--- Assignment ---
Restate the records in their entirety, word for word.
__________
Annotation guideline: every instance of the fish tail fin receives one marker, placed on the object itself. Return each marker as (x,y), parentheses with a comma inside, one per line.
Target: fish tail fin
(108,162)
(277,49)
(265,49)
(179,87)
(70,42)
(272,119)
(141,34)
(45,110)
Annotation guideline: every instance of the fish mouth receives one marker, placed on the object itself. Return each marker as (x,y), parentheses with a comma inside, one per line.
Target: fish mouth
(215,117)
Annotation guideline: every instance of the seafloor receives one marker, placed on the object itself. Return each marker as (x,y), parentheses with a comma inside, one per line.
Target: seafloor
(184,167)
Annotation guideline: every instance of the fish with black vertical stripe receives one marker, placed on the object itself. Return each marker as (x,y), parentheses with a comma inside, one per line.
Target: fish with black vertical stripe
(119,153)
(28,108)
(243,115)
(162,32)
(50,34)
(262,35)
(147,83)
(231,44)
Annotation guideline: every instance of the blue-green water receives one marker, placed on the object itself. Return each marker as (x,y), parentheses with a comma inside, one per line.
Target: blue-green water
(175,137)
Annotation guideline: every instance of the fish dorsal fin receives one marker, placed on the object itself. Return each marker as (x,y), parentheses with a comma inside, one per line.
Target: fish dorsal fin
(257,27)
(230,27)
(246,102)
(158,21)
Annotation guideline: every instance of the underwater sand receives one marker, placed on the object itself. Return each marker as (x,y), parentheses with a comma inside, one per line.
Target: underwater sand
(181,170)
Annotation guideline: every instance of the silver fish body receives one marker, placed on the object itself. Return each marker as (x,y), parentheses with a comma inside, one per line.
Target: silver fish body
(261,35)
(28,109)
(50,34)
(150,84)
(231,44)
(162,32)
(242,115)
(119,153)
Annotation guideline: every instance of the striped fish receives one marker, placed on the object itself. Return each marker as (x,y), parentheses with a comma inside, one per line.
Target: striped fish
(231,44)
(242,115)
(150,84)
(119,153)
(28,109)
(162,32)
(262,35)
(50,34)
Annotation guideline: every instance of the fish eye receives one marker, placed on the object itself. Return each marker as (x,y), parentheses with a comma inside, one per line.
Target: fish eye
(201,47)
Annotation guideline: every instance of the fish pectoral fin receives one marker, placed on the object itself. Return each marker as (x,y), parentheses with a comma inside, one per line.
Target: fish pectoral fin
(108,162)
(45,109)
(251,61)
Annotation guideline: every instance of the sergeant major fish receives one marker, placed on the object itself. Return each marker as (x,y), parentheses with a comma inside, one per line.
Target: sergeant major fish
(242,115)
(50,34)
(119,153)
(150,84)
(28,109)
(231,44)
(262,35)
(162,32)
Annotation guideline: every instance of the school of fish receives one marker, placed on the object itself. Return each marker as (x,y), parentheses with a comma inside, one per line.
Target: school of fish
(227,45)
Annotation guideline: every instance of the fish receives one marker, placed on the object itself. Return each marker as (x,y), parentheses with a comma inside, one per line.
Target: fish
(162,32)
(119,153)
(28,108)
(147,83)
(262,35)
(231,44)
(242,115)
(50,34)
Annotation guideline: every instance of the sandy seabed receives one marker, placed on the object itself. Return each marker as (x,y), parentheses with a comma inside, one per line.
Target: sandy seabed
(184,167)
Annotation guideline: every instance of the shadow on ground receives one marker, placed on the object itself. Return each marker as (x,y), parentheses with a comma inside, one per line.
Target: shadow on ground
__________
--- Exercise solution ---
Annotation guideline: every instance of the fish tail fin receives one marker, placed on the object itself. Return each marker as (x,y), parentheses with a comma inside, one per line.
Target: fish tail fin
(108,162)
(277,49)
(265,49)
(179,87)
(70,42)
(272,119)
(141,34)
(45,110)
Annotation guideline: every instance of the fish mouth receives one marker, placed on the object itself. Return each marker as (x,y), parentheses with a comma inside, one per line.
Target: fish mouth
(215,117)
Annotation guideline: every instance of the seafloor receives one marker, placed on the object itself. Return each marker as (x,y), parentheses with a comma inside, one per line.
Target: seafloor
(184,167)
Annotation guideline: every instance of the fish with black vertical stripe receives one marker, placed on the object itself. Return each marker as (x,y), parentheses with a comma inside, one per line.
Target: fish with black vertical stripe
(119,153)
(28,108)
(243,115)
(162,32)
(50,34)
(262,35)
(147,83)
(231,44)
Annotation guideline: every instance of the blue-green water receives one marker, placed on the object itself. Return each marker as (x,y), parentheses with a comma inside, one per line.
Target: blue-green water
(175,137)
Annotation guideline: every instance of the fish dorsal fin receives one marker, placed on the object itself. Return each marker as (x,y), parentheses with a comma inside, one per line.
Target: fish dorsal fin
(257,27)
(230,27)
(246,102)
(158,21)
Annotation guideline: every instance of the underwater sand receives one marker, placed on the object itself. Return each marker as (x,y), parentheses with a comma inside, one per line.
Target: underwater sand
(181,170)
Annotation guideline: every instance of the silver fish body receives one marker, placed on the object itself. Return each marker as (x,y), parentheses with a comma inside, one per line.
Target: silver fish body
(261,35)
(28,109)
(50,34)
(150,84)
(231,44)
(162,32)
(242,115)
(119,153)
Annotation guideline: every instance of the striped fish receives one marker, placed on the object itself. Return each marker as (x,y), parentheses with a comma inside, one per line.
Target: striped fish
(231,44)
(242,115)
(150,84)
(119,153)
(28,109)
(162,32)
(262,35)
(50,34)
Annotation guideline: every instance of the fish eye receives one marker, placed on the object itself. Return each marker as (x,y), parentheses with a comma inside, one per line.
Target: fish eye
(201,47)
Annotation guideline: every instance of the fish pectoral fin receives one marker, placed on the object itself. Return each marker as (x,y), parentheses with a comma inside, one per line.
Target: fish pectoral fin
(108,162)
(45,109)
(251,61)
Annotation guideline: every instance of the sergeant major fish receives one marker, placed on the object itself. Return each marker as (x,y), parentheses with a comma inside, one per line.
Target: sergeant major fish
(242,115)
(50,34)
(119,153)
(150,84)
(28,109)
(231,44)
(262,35)
(162,32)
Annotation guideline: every instance of the school of fish receives one marker, placed on the object itself. Return each marker as (x,y), parentheses with a comma inside, one per line.
Target: school of fish
(227,45)
Annotation guideline: every instance of the fish receives one marker, placed on the object itself. Return each marker as (x,y), parentheses with a comma inside, one per line.
Target: fish
(162,32)
(119,153)
(28,108)
(147,83)
(262,35)
(231,44)
(242,115)
(50,34)
Annotation guideline: every instance of the sandy seabed receives one marker, placed on the object itself. Return each marker as (x,y), parentheses with a comma inside, one per line.
Target: sandy seabed
(184,167)
Annotation guideline: every instance of the shadow on ground receives one marker, placed on the object itself. Return each marker as (x,y), parentheses with a comma inside, one per line.
Target: shadow on ground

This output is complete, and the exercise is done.